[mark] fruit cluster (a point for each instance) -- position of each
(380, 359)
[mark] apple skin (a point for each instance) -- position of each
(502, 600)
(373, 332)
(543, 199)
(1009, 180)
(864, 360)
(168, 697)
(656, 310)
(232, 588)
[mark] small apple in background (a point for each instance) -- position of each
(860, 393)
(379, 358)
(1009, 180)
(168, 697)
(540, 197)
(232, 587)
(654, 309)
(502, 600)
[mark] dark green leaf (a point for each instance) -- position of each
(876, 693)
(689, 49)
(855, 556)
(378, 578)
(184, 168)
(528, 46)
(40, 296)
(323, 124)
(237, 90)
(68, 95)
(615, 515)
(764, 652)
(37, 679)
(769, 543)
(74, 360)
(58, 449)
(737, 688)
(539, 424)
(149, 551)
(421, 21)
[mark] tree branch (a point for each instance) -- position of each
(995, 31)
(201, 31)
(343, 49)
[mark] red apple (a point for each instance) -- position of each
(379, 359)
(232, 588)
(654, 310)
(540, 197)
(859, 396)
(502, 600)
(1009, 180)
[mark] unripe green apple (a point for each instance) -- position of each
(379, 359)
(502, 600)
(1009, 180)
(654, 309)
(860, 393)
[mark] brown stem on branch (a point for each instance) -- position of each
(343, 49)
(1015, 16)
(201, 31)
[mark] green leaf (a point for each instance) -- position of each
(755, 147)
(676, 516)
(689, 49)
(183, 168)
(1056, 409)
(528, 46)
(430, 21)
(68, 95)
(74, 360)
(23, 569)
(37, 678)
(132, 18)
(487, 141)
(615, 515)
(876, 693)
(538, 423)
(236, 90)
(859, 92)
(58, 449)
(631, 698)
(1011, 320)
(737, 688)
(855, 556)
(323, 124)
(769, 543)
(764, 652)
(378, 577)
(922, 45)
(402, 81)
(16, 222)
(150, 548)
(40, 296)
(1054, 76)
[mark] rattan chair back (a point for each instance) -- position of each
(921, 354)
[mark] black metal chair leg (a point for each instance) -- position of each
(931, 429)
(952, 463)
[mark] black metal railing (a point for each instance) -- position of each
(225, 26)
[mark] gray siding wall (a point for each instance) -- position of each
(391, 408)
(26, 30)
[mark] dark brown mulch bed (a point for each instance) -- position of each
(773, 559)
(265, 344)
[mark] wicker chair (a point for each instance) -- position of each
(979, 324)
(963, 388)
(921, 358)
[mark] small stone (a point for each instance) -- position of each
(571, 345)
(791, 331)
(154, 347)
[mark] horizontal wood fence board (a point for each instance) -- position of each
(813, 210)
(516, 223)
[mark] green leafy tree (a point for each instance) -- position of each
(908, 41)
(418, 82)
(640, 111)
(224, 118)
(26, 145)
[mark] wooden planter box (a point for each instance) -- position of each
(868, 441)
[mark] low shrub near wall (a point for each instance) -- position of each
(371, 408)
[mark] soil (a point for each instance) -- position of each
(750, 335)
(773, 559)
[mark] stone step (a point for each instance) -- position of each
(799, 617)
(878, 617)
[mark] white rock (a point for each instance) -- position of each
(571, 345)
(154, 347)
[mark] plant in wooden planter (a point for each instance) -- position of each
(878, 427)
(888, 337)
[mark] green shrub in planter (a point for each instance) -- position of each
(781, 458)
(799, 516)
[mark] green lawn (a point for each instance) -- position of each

○ ○ ○

Written exercise: Copy the lines above, beginning with the line containing "[mark] green leafy" and ending with the last line, requests included, and multiply each point coordinate by 2.55, rounding to the nearest whole number with halves going up.

Exercise solution:
[mark] green leafy tree (a point for each instance) -- position of each
(2315, 105)
(1066, 209)
(1632, 283)
(571, 301)
(66, 370)
[mark] wooden planter box (a point for each instance) -- position of each
(2213, 1125)
[mark] low shrub near wall (a point for each instance) -- position of each
(946, 1040)
[mark] soil (a point for each instance) -- position of each
(1913, 854)
(1971, 1425)
[mark] stone step (a point for each instance) -- position of each
(2037, 1573)
(2239, 1573)
[mark] white rock (a point for each instance) -- position of each
(1456, 880)
(393, 885)
[mark] plant in wooden planter (a point for each instance) -- position of each
(2239, 1089)
(2264, 859)
[mark] green shrub in planter (a point for each instance) -- position of each
(1992, 1168)
(2037, 1316)
[mark] green lawn (a point for each instance) -- position of each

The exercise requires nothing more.